■ TASK PROMPT ■
Please copy the records word for word, starting with the line that contains "otter nose, placed" and going on through the end of the records.

┌────────

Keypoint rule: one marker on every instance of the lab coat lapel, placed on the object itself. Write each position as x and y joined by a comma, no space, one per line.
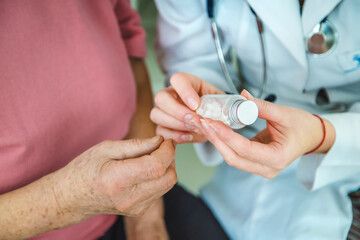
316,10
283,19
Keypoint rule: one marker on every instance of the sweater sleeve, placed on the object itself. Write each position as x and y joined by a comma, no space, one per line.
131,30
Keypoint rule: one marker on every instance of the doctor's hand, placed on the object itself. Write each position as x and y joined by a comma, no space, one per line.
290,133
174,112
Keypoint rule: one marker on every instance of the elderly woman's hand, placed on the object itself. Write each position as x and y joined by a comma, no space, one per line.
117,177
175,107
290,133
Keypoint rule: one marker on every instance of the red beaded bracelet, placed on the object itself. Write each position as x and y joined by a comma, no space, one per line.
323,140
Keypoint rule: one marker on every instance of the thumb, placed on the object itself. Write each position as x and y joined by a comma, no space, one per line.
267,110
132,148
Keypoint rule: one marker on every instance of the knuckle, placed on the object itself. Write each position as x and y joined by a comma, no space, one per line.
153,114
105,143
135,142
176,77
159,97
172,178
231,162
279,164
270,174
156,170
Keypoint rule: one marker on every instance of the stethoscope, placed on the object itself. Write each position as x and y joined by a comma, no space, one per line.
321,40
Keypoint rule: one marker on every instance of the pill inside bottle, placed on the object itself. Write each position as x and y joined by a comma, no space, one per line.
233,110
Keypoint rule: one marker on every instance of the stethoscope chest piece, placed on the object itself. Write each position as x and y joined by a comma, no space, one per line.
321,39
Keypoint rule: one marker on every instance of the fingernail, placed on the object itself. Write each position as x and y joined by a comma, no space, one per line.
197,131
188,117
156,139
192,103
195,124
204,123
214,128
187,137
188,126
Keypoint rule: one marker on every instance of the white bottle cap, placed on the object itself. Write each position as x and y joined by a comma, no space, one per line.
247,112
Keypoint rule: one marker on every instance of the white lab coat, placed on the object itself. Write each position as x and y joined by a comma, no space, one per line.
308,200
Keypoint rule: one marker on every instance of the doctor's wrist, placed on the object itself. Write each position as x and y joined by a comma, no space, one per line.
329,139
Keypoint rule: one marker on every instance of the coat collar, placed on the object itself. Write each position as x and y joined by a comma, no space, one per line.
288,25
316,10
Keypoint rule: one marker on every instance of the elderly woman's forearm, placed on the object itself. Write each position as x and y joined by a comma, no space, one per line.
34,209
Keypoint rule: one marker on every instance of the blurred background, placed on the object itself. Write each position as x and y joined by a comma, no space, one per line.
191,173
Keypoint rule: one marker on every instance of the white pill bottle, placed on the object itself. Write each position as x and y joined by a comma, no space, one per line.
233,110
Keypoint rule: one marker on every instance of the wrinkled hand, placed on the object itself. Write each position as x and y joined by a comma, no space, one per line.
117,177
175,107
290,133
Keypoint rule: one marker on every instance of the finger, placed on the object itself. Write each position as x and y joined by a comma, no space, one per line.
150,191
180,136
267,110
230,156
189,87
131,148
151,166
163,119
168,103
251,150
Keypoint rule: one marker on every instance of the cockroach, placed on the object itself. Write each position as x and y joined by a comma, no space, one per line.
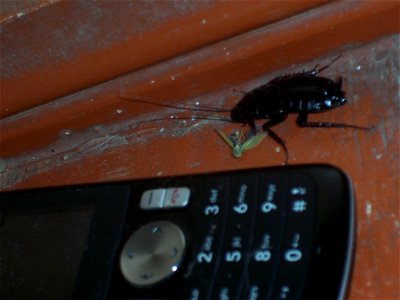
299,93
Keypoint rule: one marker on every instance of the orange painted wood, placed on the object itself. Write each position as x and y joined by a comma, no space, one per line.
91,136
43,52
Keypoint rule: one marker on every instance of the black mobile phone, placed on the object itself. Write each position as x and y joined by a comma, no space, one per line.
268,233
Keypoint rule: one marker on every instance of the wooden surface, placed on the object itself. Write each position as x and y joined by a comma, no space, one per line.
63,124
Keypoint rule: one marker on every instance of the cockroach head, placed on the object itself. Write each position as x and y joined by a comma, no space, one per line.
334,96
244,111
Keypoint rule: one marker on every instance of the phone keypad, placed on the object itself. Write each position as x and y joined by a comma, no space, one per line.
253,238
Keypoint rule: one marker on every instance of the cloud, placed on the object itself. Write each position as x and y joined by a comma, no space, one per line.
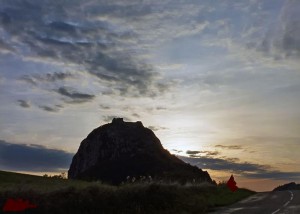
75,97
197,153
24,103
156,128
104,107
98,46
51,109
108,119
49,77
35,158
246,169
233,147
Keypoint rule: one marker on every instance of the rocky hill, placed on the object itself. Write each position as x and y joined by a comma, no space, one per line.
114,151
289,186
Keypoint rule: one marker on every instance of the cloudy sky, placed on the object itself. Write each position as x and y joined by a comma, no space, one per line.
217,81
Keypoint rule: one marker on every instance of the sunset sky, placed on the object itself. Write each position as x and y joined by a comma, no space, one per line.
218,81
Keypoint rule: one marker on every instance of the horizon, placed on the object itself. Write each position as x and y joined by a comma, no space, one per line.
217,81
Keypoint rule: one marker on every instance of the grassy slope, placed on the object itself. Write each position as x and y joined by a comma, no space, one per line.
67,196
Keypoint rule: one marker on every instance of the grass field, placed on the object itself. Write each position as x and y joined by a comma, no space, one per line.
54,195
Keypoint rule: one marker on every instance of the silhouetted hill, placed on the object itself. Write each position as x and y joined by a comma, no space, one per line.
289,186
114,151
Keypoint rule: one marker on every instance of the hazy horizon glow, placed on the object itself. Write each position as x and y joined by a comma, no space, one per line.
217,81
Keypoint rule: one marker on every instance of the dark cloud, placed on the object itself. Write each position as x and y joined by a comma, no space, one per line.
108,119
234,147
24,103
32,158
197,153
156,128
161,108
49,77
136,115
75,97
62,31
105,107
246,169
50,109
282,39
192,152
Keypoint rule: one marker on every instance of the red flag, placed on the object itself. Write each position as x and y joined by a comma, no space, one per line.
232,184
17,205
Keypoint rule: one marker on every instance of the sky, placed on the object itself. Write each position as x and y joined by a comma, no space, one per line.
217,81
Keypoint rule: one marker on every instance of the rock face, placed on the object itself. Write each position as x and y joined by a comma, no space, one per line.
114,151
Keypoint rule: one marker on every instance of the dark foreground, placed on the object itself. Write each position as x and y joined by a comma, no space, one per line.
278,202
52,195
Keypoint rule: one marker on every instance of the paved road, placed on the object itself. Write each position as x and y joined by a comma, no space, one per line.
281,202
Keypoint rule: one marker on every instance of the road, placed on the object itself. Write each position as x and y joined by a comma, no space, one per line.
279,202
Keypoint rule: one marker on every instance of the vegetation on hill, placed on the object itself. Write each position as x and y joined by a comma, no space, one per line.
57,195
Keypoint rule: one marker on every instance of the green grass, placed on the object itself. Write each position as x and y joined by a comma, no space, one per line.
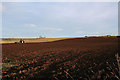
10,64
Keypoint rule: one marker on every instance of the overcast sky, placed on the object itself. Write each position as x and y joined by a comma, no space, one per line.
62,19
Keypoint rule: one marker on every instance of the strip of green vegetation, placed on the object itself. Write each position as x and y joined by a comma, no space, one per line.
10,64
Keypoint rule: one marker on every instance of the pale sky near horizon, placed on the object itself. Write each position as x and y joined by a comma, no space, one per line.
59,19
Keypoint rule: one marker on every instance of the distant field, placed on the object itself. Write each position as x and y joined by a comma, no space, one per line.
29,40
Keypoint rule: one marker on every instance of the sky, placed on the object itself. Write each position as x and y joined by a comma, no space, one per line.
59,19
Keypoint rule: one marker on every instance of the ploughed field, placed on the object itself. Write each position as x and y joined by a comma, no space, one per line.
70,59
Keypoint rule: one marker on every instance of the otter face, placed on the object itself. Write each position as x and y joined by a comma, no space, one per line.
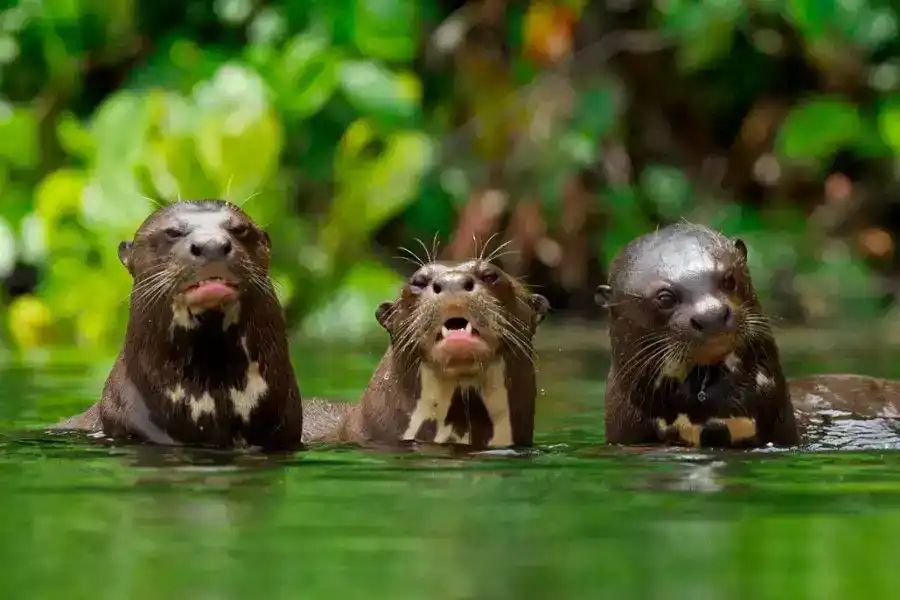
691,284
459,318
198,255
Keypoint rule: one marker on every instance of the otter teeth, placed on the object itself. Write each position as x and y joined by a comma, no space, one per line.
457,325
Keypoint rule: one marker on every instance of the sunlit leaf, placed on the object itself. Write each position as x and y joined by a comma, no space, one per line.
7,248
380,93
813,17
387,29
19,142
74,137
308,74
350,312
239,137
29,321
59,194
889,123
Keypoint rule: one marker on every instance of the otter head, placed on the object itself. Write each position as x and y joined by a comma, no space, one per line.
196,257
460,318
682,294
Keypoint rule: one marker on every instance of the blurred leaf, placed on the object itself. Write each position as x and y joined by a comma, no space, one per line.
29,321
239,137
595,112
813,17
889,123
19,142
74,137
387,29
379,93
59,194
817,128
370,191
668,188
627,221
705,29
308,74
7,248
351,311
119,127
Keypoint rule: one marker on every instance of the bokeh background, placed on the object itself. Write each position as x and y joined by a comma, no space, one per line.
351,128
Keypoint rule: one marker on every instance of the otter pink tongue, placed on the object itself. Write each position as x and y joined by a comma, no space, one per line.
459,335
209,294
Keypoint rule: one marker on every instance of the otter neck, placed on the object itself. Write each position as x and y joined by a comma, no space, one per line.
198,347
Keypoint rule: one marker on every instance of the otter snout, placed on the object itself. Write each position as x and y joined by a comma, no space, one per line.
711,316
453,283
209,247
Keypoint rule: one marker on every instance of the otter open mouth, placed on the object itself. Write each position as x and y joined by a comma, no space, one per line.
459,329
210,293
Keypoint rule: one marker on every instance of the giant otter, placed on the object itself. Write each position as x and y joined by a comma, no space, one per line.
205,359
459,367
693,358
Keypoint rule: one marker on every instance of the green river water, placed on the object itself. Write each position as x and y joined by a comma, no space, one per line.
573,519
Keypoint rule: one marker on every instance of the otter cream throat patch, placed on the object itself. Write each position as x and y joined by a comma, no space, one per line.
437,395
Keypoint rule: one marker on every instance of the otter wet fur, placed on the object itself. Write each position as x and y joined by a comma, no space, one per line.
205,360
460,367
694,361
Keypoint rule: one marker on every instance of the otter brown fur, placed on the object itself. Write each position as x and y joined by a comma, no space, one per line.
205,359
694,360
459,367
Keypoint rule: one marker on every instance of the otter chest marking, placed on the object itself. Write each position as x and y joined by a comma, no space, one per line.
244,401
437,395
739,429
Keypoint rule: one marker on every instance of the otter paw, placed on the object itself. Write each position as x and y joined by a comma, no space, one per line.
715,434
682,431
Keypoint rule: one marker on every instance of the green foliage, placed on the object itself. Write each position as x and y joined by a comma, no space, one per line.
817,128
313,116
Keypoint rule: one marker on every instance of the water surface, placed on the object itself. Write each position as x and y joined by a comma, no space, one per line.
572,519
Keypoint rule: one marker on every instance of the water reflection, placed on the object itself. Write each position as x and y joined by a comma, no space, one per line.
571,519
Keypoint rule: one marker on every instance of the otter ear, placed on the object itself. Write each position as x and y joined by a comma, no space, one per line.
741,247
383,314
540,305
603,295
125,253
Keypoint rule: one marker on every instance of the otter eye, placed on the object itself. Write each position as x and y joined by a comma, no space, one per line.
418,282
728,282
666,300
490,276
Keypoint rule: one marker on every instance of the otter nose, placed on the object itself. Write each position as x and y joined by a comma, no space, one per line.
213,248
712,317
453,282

└────────

■ EXERCISE RESPONSE ■
Keypoint rule: one marker on every instance of the otter nose, placed on the object itself. Write each position as x and y joined by a comma, no space, one per line.
213,248
712,317
453,282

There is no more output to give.